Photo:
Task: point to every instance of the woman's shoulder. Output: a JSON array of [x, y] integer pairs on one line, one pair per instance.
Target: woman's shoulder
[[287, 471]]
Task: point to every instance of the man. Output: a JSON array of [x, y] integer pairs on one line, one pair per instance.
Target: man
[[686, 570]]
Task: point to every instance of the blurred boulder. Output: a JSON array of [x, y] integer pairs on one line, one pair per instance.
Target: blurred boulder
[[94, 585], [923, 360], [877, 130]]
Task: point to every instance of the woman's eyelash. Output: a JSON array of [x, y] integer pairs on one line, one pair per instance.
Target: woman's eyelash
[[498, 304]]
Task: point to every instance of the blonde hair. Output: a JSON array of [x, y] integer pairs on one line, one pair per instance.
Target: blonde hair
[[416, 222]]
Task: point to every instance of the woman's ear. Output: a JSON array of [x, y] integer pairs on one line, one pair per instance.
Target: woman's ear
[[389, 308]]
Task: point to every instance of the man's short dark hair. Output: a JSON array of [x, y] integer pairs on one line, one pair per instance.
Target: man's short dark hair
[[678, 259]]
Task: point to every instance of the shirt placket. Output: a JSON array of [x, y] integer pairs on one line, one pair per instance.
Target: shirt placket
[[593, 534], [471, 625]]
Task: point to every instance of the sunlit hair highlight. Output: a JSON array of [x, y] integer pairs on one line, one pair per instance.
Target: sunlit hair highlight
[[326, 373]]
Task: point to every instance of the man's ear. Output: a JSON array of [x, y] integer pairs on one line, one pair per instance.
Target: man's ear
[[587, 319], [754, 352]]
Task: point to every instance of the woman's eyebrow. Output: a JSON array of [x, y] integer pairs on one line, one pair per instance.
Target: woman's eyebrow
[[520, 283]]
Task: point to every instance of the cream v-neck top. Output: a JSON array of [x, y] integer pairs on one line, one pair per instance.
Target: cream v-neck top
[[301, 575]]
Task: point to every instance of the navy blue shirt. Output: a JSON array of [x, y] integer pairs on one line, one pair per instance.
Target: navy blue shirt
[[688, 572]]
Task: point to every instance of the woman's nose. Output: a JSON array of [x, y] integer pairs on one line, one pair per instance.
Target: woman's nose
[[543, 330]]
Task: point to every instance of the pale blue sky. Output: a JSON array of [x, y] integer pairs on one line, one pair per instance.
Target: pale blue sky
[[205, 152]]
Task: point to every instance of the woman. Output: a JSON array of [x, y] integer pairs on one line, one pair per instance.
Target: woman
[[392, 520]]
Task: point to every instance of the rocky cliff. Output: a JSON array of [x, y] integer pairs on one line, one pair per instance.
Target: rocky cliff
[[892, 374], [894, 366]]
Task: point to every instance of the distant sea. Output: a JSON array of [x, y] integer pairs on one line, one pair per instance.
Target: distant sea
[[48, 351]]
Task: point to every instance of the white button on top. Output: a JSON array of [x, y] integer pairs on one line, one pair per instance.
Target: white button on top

Requirement » Please retype the data, matching it exactly.

Output »
Photo:
Task: point to every instance of the woman's shoulder. Output: a JSON array of [x, y] integer pairs on one line, one pair per instance.
Target: woman's shoulder
[[287, 471]]
Task: point to every instance of the man. Output: a JSON array of [x, y] integer pairs on one line, one pair per instance.
Target: man
[[686, 570]]
Task: point to every instance of the blurred boulder. Output: a JSON array of [x, y] integer pairs on one line, one pair per instance.
Target: blurred boulder
[[94, 585], [923, 360], [877, 130]]
Task: point to every instance of the woman's eyelash. Output: a JSON array of [x, y] integer pairs on one line, one pair per instance.
Target: woman's eyelash
[[498, 304]]
Task: point to every instance of the blonde hair. Output: a JSON array of [x, y] integer pairs on one line, one pair per instance.
Target: blonde hair
[[416, 222]]
Task: point to every instance of the woman's ear. Output: a JSON array of [x, y] integer pairs on one line, one pair per instance.
Target: woman's ear
[[389, 308]]
Task: point to every instance of the man's short dark hair. Output: a JSON array of [x, y] integer pairs on one line, one pair per instance.
Target: man's short dark hair
[[678, 259]]
Task: point to every instance of the shirt placket. Output: a JSON array of [x, y] integer pairs on one line, one pair per instance.
Target: shirt placket
[[593, 534], [471, 625]]
Task: point to every instance of the sunlit hair highlight. Output: a JSON array of [x, y] integer pairs on one line, one pair per instance.
Target: sunlit hair highlight
[[326, 373]]
Task: point to every instance of the man's ear. Output: a JSON array of [x, y] integer pairs on one line, one pair per instance.
Target: man's ear
[[587, 319], [754, 352]]
Task: point to every instance of the woman's eyebrow. Output: a JSON array of [x, y] integer pairs on one line, one pair per instance.
Target: woman's eyebrow
[[520, 283]]
Task: point to every instance of the cream v-neck top. Output: a JSON array of [x, y] integer pairs on one line, one pair per instance.
Target: cream v-neck top
[[301, 575]]
Task: point to every instance of the navy blue shirt. Output: a JSON array of [x, y] integer pairs on one line, one pair per instance.
Target: navy blue shirt
[[688, 572]]
Task: point to every instance of the woman's nose. Output: a JSON array of [x, y] integer pairs on one line, one pair per instance.
Target: woman's nose
[[543, 330]]
Task: point to every instance of the pale blue sky. Output: a JSON array of [x, y] integer pairs on one line, one pair per instance.
Target: pale blue sky
[[205, 152]]
Task: point to every instance of the woman. Output: a JSON array of [x, y] integer pairs on one line, one pair per instance.
Target: woman
[[392, 520]]
Task: point to every instance of the rocky cliff. Output: a JSON array of [x, y] integer pairs on one line, one pair per instance.
Target: rocky cliff
[[892, 374], [894, 366]]
Task: point to every instance of the distant sea. Output: a JSON array of [x, y] integer pairs on one line, one pair per instance.
Target: distant sea
[[48, 351]]
Task: point to every instance of the white button on top. Output: a JSON array of [x, y] integer pairs on one line, one pair per instance.
Target: white button on top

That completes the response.